--- DATA FOR THIS EXERCISE Enclosed Below ---

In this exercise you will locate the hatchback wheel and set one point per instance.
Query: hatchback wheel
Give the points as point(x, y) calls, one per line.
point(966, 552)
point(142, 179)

--- End of Enclosed DATA FOR THIS EXERCISE ---

### WHAT YOU SHOULD DO
Reproduce all of the data above, exactly and without omission.

### TASK SOLUTION
In this exercise you will locate the hatchback wheel and set one point per instance.
Query: hatchback wheel
Give the points as point(x, y) calls, one per line.
point(966, 552)
point(142, 179)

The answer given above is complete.